[Extracted data]
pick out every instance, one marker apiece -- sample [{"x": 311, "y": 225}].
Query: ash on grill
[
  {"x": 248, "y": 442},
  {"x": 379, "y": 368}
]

> _Exercise description_
Output all of the data above again, line for line, with nothing altered.

> _Exercise answer_
pick out every instance, one marker apiece -- sample [{"x": 311, "y": 225}].
Query: ash on grill
[
  {"x": 248, "y": 442},
  {"x": 379, "y": 368}
]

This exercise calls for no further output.